* PROBLEM DESCRIPTION *
Rewrite all the records below as a numbered list with one line per item, skipping any blank lines and leaving out the pictures.

* EXTRACTED DATA *

+++++

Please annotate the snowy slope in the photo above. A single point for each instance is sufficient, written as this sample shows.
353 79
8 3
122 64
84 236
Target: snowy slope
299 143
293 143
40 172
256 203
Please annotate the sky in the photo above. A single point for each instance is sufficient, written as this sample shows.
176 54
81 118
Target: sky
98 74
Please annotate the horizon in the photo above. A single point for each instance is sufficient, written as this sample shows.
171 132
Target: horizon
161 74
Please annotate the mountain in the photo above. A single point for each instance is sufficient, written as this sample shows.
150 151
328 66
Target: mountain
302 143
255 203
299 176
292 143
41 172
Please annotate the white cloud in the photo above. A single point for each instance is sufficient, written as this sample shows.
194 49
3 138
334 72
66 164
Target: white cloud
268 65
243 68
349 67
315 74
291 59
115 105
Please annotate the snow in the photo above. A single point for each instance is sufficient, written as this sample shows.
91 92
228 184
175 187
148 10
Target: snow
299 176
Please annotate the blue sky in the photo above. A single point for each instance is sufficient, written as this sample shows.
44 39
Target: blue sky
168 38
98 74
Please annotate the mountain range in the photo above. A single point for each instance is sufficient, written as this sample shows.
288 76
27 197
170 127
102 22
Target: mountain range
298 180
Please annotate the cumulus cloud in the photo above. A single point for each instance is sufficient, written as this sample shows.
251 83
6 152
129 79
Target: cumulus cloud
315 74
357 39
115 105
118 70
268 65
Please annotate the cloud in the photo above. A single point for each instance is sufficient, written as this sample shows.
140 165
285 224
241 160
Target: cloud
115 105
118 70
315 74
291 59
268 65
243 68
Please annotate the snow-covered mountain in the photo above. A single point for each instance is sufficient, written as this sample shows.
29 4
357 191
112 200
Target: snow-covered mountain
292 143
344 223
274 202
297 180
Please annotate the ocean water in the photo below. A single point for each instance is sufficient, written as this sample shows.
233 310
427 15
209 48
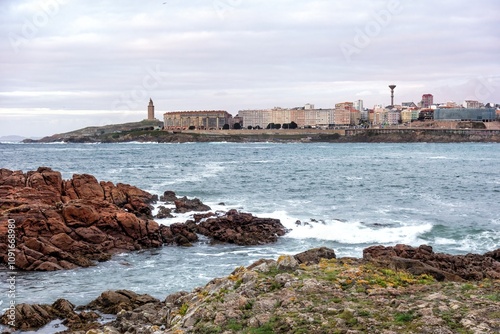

+++++

* ANSWER TO THIS TASK *
1. Please annotate the snowy slope in the photo above. A single point for each instance is sufficient, written as this sample shows.
2. 353 79
3. 8 3
4. 122 64
5. 84 236
6. Target: snowy slope
7. 299 143
8. 293 143
9. 40 172
10. 256 203
11. Please annotate the sky in the photo above. A single point for each instance is sufficient, written as this sample shows.
12. 176 54
13. 81 118
14. Target: sky
15. 98 74
16. Please annotate the horizon in the photo above. A single point for each instance is sufficient, written as this sample shows.
17. 171 132
18. Target: horizon
19. 161 74
20. Please annotate the mountain in the photo above. A single point for each instance is sufficient, written as this sample shows.
21. 150 151
22. 328 66
23. Target: mountain
24. 302 143
25. 255 203
26. 299 176
27. 292 143
28. 41 172
29. Please annotate the white cloud in the photo above. A single point for each instance is sufficient, written as this sample shows.
30. 194 49
31. 3 138
32. 334 72
33. 66 164
34. Target: white cloud
35. 268 65
36. 243 68
37. 349 67
38. 315 74
39. 291 59
40. 115 105
41. Please annotate the snow in the photo above. A single point for each instance is sufficient, written as this sample shows.
42. 91 92
43. 228 184
44. 175 187
45. 148 10
46. Target: snow
47. 299 176
48. Please annotate the blue sky in the photo above. A single point for each instance is sufficient, written as this sample shows.
49. 44 39
50. Target: blue sky
51. 168 38
52. 98 74
53. Please annotate the mountain range in the photo above. A single point for each instance is sufficient, written as this sample shows.
54. 288 76
55. 27 197
56. 170 127
57. 102 22
58. Target: mountain range
59. 298 180
60. Please annotate the cumulus cloud in the photo above. A single point for each instance is sufficient, written as this sample shows.
61. 251 83
62. 6 152
63. 129 79
64. Target: cumulus cloud
65. 315 74
66. 357 39
67. 115 105
68. 118 70
69. 268 65
70. Please annotate the cloud in the photo above. A single point for each instance is sufficient, written as this sample shows.
71. 140 165
72. 285 224
73. 241 160
74. Target: cloud
75. 115 105
76. 118 70
77. 315 74
78. 291 59
79. 268 65
80. 243 68
81. Please annotate the snow-covered mountain in the photo above. A single point for each instance is sufficient, written as this sample shows.
82. 29 4
83. 357 191
84. 112 200
85. Target: snow-covered mountain
86. 292 143
87. 344 223
88. 274 202
89. 297 180
90. Please annotate the ocean water in the photo below. A single point for each instance is sufficient, written as this sample shows.
91. 233 310
92. 427 15
93. 209 48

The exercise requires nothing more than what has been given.